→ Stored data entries

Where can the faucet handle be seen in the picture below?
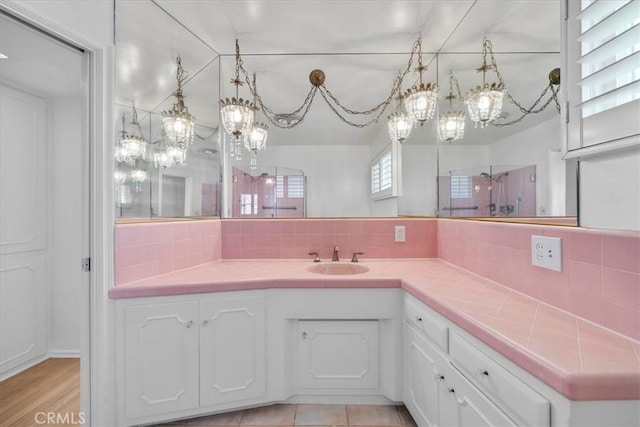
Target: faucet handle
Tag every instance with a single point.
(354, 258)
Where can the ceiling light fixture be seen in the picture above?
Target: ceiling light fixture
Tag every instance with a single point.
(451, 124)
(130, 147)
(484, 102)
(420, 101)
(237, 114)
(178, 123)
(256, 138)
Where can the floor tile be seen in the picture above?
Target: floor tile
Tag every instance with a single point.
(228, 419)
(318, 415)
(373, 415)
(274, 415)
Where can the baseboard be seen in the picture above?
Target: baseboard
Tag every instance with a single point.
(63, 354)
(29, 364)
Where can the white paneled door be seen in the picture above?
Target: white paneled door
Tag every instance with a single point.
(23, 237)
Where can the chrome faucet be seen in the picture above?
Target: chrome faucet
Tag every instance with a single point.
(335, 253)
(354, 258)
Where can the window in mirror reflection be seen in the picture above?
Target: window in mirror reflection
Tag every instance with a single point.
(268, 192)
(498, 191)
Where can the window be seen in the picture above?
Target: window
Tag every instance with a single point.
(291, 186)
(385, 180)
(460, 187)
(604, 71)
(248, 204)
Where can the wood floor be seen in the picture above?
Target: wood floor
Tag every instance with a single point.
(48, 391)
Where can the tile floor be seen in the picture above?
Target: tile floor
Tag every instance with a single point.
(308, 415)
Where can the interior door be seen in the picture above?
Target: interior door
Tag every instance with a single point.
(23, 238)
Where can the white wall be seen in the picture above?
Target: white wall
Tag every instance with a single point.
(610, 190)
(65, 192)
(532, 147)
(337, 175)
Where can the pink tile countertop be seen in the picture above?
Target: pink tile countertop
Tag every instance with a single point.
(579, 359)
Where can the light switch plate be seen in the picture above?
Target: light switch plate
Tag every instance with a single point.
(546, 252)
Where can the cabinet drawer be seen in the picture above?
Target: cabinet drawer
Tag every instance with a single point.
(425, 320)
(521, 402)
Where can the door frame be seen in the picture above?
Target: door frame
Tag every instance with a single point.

→ Task prompt
Your reply should hold every line from the data that contains "baseboard", copied in full.

→ Reply
Where can the baseboard be seen in the picture above?
Target: baseboard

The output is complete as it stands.